_Provided data_:

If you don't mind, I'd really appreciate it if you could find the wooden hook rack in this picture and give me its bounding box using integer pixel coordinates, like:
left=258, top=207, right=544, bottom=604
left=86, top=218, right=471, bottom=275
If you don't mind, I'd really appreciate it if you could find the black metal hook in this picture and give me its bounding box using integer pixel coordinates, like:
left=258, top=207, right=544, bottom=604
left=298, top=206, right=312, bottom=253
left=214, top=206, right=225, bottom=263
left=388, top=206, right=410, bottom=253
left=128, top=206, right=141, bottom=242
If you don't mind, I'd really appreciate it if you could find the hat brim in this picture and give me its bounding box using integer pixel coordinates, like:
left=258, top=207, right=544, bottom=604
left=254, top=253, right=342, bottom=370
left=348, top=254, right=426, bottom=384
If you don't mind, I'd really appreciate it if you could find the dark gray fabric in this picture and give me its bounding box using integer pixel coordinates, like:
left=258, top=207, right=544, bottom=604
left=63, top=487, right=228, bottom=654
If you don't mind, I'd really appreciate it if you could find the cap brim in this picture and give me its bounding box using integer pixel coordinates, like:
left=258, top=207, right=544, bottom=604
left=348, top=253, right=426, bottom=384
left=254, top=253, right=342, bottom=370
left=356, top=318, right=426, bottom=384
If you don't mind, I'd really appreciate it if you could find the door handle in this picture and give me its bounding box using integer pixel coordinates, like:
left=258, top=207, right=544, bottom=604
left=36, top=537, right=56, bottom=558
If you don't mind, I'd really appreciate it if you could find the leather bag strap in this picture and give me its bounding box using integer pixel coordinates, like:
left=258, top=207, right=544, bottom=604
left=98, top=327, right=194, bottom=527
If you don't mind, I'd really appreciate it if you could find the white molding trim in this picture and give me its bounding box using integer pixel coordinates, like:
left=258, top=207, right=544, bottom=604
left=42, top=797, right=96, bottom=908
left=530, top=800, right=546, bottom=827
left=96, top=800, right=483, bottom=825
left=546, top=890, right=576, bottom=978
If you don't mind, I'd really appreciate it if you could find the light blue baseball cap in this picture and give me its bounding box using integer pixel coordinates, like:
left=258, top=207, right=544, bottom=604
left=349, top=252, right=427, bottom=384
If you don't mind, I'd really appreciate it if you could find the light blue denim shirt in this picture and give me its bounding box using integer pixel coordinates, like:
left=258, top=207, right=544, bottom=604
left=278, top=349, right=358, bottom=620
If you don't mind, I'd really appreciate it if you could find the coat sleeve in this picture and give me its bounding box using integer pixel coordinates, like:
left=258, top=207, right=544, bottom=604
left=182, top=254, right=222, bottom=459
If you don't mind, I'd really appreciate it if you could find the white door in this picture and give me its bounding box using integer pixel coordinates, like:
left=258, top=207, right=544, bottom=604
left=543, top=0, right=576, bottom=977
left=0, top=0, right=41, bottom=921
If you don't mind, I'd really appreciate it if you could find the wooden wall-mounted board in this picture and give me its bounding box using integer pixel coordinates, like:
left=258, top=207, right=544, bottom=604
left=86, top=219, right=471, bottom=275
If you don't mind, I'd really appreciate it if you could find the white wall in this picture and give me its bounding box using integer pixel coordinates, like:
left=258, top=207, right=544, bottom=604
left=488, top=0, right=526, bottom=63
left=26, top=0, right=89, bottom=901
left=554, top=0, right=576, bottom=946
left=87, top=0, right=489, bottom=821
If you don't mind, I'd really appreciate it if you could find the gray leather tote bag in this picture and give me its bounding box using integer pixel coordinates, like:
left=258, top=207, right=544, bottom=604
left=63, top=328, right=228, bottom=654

_Exercise requirements_:
Collect every line from the items above that contains the word "blue". Case counts, so a line with only a differently capitalized form does not qualify.

_In response_:
If you don't mind, I'd really appreciate it if you could find the light blue baseball cap in this picture and give me its bounding box using integer pixel coordinates, like:
If you don't mind, I'd really appreciate it if you could find the light blue denim shirt in this picture and give me its bounding box using integer pixel coordinates, like:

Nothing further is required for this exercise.